> **RECORDS FOR THE TASK**
______

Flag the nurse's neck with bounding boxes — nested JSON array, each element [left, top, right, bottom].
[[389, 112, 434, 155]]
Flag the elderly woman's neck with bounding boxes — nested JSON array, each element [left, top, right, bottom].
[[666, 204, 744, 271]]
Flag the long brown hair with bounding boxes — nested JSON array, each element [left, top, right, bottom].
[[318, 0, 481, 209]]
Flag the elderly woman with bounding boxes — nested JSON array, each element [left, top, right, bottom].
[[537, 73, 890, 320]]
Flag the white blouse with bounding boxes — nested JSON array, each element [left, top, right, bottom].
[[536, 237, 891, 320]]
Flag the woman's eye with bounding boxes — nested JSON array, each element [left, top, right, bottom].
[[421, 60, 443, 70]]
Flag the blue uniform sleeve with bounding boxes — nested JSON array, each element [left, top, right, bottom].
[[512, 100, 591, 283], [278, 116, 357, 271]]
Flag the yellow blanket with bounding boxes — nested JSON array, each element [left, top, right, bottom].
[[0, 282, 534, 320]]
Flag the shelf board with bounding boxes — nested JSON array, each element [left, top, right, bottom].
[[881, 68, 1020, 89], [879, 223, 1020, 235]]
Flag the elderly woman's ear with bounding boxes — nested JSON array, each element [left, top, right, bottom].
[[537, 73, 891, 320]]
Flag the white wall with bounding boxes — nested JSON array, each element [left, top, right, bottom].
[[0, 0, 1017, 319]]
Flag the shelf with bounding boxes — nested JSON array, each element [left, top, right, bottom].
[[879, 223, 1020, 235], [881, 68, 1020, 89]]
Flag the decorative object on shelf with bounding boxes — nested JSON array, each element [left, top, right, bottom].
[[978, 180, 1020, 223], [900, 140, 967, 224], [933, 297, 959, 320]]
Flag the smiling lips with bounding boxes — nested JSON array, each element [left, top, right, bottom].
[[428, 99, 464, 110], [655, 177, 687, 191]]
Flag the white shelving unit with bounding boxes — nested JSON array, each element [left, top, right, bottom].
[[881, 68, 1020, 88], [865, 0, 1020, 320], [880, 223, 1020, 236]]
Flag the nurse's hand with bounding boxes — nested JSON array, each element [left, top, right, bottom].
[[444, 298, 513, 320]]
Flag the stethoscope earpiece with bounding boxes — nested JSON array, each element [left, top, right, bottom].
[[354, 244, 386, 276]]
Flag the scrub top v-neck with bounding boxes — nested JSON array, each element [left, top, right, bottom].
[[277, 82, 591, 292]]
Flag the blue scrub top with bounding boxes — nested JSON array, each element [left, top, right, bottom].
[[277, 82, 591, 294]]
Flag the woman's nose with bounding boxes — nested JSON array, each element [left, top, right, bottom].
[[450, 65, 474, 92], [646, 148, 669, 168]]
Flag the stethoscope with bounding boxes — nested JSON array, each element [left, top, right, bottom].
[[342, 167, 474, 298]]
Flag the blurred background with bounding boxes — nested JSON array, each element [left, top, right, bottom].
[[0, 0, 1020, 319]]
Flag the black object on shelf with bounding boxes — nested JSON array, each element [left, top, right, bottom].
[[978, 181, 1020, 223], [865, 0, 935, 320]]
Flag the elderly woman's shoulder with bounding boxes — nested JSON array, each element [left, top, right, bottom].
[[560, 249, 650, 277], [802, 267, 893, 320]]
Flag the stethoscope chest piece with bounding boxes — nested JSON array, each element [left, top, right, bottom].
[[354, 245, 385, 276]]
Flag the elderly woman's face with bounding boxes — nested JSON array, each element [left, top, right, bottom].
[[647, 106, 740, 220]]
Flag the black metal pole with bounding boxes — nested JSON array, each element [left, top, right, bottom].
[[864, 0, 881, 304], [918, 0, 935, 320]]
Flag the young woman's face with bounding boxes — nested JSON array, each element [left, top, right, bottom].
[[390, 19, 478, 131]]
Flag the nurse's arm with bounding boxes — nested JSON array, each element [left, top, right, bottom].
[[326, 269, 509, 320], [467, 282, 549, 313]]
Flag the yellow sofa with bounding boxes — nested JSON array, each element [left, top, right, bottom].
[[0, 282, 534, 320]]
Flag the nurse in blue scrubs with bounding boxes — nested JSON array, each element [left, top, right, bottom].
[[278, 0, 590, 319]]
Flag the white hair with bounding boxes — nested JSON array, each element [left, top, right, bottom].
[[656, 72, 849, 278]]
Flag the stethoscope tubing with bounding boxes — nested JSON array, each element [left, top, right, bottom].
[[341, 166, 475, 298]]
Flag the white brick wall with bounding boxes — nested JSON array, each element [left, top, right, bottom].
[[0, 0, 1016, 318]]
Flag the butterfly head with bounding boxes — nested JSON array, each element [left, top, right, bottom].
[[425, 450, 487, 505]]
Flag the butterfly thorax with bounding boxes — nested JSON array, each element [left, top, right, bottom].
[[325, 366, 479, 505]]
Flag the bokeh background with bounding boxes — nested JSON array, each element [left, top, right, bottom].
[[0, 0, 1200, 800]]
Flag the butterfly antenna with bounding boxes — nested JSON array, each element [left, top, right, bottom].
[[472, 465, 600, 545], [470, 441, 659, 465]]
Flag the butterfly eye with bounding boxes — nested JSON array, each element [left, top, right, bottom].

______

> **GIVEN PROBLEM**
Return all of the rows above word for word, in their original order.

> **ANSWER TO THIS PROBLEM**
Flag the nurse's neck with bounding boxes — nested JSON array, each element [left, top, right, bottom].
[[389, 112, 434, 155]]
Flag the elderly woman's neck with bounding boxes — nested JSON array, each element [left, top, right, bottom].
[[666, 204, 744, 271]]
Flag the long brown hair with bounding boxes — nested JSON array, each element [left, top, right, bottom].
[[318, 0, 481, 209]]
Flag the elderly woman with bounding boxes — nested JSON array, each element [left, top, right, bottom].
[[537, 73, 890, 320]]
Flag the white blouse with bounding boxes — nested JSON array, each element [left, top, right, bottom].
[[536, 237, 891, 320]]
Flag the woman's eye with bounding boxes — nested JSON array, each element [left, top, right, bottom].
[[421, 60, 443, 70]]
Flag the blue uniform sleeve with bounding boxes — nested JSON array, each element [left, top, right, bottom].
[[512, 100, 591, 283], [278, 116, 357, 271]]
Flag the yellow blanket with bounding boxes — nested JSON array, each element [left, top, right, bottom].
[[0, 282, 534, 320]]
Flag the shelf board with bounding boxes — nested JSON array, each element [left, top, right, bottom].
[[881, 68, 1020, 89], [879, 223, 1020, 235]]
Flag the elderly woman's ear with bounding boxes — nested JSON array, each element [left, top, right, bottom].
[[537, 73, 891, 320]]
Flag the white wall with bounding boxes — nested JSON array, each element [left, top, right, bottom].
[[0, 0, 1017, 319]]
Flag the shelf with bounding boxes — nested JSON array, each element [left, top, right, bottom].
[[879, 223, 1020, 235], [881, 68, 1020, 89]]
Flag the decorative object on shelf with bounding boxes — nested JSON array, each element [left, top, right, bottom].
[[978, 180, 1020, 223], [900, 140, 967, 224], [933, 297, 959, 320]]
Flag the smiling lips with bounding boxes — nested JSON array, each element [left, top, right, bottom].
[[428, 99, 464, 110], [655, 177, 687, 191]]
Flag the white shelving unit with bounding boxes — nested JSON array, each element [left, top, right, bottom].
[[881, 68, 1020, 88], [865, 0, 1020, 320], [880, 223, 1020, 236]]
Flag the nurse's hand with bounding boxes — nested JSON array, each element [left, top, right, bottom].
[[444, 298, 513, 320]]
Flag the stethoscope earpiece with bounding boxes — nested JSON array, each element [left, top, right, bottom].
[[354, 244, 386, 276]]
Flag the scrub top v-neck with bounding boxes — nested JSON array, each element [left, top, right, bottom].
[[277, 82, 591, 292]]
Flag the blue scrub top with bounding boxes — nested JSON array, each element [left, top, right, bottom].
[[277, 82, 591, 294]]
Flag the woman's nose with bounding boxes — nested JSON array, each element [left, top, right, bottom].
[[450, 65, 474, 92], [646, 148, 669, 168]]
Flag the stethoscope with bounding boxes — nested JSON array, each element [left, top, right, bottom].
[[342, 167, 474, 298]]
Flag the blurred background with bounding boxes — nested JSON array, each element [left, top, right, bottom].
[[0, 0, 1020, 319]]
Flag the black object on shelf with bounding boxes — nested JSON array, each element [left, top, right, bottom].
[[978, 181, 1020, 223], [865, 0, 935, 320]]
Flag the elderly woman's shoulder with bounding boxes — nested JSON array, each element [left, top, right, bottom].
[[560, 249, 650, 277], [802, 267, 893, 320]]
Flag the stethoscope chest piece with bounding boxes — nested JSON array, each element [left, top, right, bottom].
[[354, 245, 385, 276]]
Flag the elderly woman's face with bounding boxes — nested JSON array, each element [left, top, right, bottom].
[[647, 106, 740, 220]]
Flag the black metal pole with bounding boxes — nested JSON array, each element [left, top, right, bottom].
[[864, 0, 881, 304], [918, 0, 935, 320]]
Flag the young woman's face with bounding boxes — nested JSON array, each element [left, top, right, bottom].
[[390, 19, 478, 131]]
Flag the nurse's arm with bounding boxes — nested JSON array, each element [left, top, right, bottom].
[[326, 269, 509, 320], [467, 282, 549, 313]]
Flag the yellow sofa with bounding boxes — nested JSON array, each element [left, top, right, bottom].
[[0, 282, 534, 320]]
Flag the nurse in blue scrubs with bounding boxes — nested JSON array, each element [left, top, right, bottom].
[[278, 0, 590, 319]]
Flag the white hair with bounding boxes — nested JSON array, each element [left, top, right, bottom].
[[656, 72, 849, 278]]
Flag the stethoscope tubing with bounding boxes — nested JSON array, each element [left, top, right, bottom].
[[341, 166, 475, 298]]
Flag the white brick wall with bounding boxes — nested JSON array, each element [left, top, right, bottom].
[[0, 0, 1016, 318]]
Flag the butterfly head with bounding boxes — nested JSON array, each element [left, top, right, bottom].
[[425, 450, 487, 505]]
Flag the butterfly thorax with bounding boxes — nested JSON array, each element [left, top, right, bottom].
[[325, 366, 479, 505]]
Flag the bokeh background with bounding boxes — nested JSON array, each element [left, top, right, bottom].
[[0, 0, 1200, 800]]
Flag the butterfly antenna with bounding boxes — nested JSON array, each element [left, top, right, bottom].
[[472, 465, 600, 545], [470, 441, 659, 465]]
Flag the butterfly eye with bounding boxes — nested JSON array, each element [left, top, right, bottom].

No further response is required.